» **Problem requirements**:
Could you transcribe every record below exactly as it stands?

» **Supplied records**:
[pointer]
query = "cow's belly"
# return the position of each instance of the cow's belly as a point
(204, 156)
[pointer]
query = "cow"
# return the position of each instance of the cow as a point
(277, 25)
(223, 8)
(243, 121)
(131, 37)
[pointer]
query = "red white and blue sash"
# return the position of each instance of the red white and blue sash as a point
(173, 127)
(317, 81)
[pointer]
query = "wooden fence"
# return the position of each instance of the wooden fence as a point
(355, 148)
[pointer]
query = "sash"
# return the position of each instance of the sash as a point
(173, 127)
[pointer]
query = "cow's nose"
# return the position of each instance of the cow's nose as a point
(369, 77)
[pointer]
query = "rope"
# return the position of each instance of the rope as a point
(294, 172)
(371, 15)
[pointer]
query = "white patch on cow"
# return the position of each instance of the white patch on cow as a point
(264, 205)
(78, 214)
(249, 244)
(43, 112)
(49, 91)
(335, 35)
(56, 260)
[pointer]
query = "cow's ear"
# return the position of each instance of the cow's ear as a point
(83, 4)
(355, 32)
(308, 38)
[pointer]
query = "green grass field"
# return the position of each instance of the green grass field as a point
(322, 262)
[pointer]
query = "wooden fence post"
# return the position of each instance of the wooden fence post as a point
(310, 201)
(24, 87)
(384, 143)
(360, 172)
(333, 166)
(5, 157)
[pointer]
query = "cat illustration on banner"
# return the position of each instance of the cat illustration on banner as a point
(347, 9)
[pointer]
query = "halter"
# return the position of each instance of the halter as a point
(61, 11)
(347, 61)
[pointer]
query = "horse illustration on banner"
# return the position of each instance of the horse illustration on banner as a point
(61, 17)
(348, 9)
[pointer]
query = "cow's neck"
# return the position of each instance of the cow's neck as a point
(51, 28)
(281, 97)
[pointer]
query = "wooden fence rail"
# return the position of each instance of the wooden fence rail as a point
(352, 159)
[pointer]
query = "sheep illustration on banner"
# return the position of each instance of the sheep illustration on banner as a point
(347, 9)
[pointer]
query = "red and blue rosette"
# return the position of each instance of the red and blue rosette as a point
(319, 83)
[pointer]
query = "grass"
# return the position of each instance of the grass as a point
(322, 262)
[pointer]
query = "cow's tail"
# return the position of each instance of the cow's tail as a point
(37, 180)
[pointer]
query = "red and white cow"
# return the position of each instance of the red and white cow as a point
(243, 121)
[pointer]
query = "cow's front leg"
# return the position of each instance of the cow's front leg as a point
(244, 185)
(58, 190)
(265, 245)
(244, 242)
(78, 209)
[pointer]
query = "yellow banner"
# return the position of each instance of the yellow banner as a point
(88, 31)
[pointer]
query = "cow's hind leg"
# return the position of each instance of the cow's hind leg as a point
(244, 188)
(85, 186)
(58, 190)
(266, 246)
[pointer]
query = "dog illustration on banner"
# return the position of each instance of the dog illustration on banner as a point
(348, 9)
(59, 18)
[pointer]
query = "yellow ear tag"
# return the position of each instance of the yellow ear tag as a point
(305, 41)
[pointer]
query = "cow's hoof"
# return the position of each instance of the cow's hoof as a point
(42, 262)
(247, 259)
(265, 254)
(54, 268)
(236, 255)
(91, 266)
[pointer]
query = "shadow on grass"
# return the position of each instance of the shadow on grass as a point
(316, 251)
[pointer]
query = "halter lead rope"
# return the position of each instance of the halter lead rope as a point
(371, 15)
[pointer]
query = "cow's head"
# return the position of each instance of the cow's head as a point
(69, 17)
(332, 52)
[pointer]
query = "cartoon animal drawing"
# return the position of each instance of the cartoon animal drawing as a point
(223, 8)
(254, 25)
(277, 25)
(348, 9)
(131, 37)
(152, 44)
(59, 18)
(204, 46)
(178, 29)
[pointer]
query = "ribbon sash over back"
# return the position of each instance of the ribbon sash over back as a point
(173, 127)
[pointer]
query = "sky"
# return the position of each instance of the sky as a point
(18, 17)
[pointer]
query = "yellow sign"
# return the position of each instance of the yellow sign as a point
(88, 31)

» **Solution to the exercise**:
[pointer]
query = "cow's belly"
# return the position of each instance of the cow's belly as a point
(204, 156)
[pointer]
query = "cow"
# return the position of each instance of the cow as a point
(277, 25)
(223, 8)
(243, 121)
(131, 37)
[pointer]
query = "red white and blue sash"
# return the position of each instance of the red white and blue sash as a point
(173, 127)
(317, 81)
[pointer]
query = "wooden fence"
# return the position of each instance of the wooden fence as a point
(355, 148)
[pointer]
query = "sash"
# return the position of each instance of the sash as a point
(173, 127)
[pointer]
query = "cow's nose"
# return the position of each instance of the cow's nose as a point
(369, 77)
[pointer]
query = "rope"
# return the position of each instance of the rope as a point
(294, 172)
(371, 15)
[pointer]
query = "white patch on cow"
# return the position of each instance of the white patch on cow as a point
(264, 205)
(78, 214)
(249, 244)
(43, 112)
(49, 91)
(335, 35)
(56, 260)
[pointer]
query = "cow's ear"
# return the position of each instance of the cow's ear as a point
(83, 4)
(355, 32)
(308, 38)
[pointer]
query = "green grass field"
# return the position of each instance of the green grass field as a point
(322, 262)
[pointer]
query = "wooden fence post"
# return the position of each instance of the wooden fence post as a point
(310, 201)
(24, 87)
(384, 143)
(360, 172)
(333, 166)
(5, 157)
[pointer]
query = "cat illustration on banner"
# return the position of each instance of the cat illustration on banner as a point
(347, 9)
[pointer]
query = "halter"
# return the position of each instance of the halter as a point
(61, 11)
(347, 61)
[pointer]
query = "horse illustration on banner"
# return the position of each instance of the horse illustration on banner as a point
(61, 17)
(348, 9)
[pointer]
query = "cow's neck"
# return the position of each instance of the cow's neck as a point
(51, 28)
(281, 97)
[pointer]
query = "wooden fence rail"
# return the position of each instance of the wooden fence rail as a point
(352, 159)
[pointer]
query = "sheep illustration on banner"
# return the position of each instance of the sheep illustration on banner as a point
(347, 9)
[pointer]
query = "red and blue rosette"
# return the position of each instance of the red and blue rosette as a point
(319, 83)
[pointer]
query = "grass"
# return the position of each instance of the grass as a point
(322, 262)
[pointer]
query = "cow's tail"
# return the position of each instance of the cow's tail as a point
(37, 180)
[pointer]
query = "red and white cow"
# return the position of each instance of the red and white cow as a point
(243, 121)
[pointer]
query = "cow's front leg"
# return the position of each instance of the cow's front leg as a point
(244, 185)
(58, 190)
(265, 245)
(244, 242)
(78, 209)
[pointer]
query = "yellow banner"
# return the position of each instance of the yellow banner as a point
(88, 31)
[pointer]
query = "cow's hind leg"
# return the position of each instance of the cow's hind leg as a point
(244, 188)
(85, 186)
(58, 190)
(266, 246)
[pointer]
query = "dog illustration on banner"
# return the position of each instance of the dog illustration on banner as a point
(348, 9)
(59, 18)
[pointer]
query = "yellow ear tag"
# return the position of each instance of the yellow ear tag as a point
(305, 41)
[pointer]
query = "cow's hoof"
# return the position of each instance of the cow's hoof as a point
(42, 262)
(247, 259)
(265, 254)
(54, 268)
(236, 255)
(91, 266)
[pointer]
query = "shadow on grass"
# return the position of each instance of the shadow on grass as a point
(316, 251)
[pointer]
query = "halter lead rope"
# return the position of each instance of the halter lead rope as a point
(371, 15)
[pointer]
query = "cow's head"
# return the position of each instance of the cow's head as a point
(69, 17)
(332, 52)
[pointer]
query = "cartoon animal drawing"
# return the position of each instance of the cartoon animal drawing as a point
(223, 8)
(254, 25)
(277, 25)
(348, 9)
(131, 37)
(152, 44)
(59, 18)
(204, 46)
(178, 29)
[pointer]
query = "ribbon sash over back"
# return the position of each instance of the ribbon sash over back as a point
(173, 127)
[pointer]
query = "sky"
# return the position of each instance of the sky as a point
(18, 17)
[pointer]
query = "yellow sign"
# return the position of each instance of the yellow sign as a point
(88, 31)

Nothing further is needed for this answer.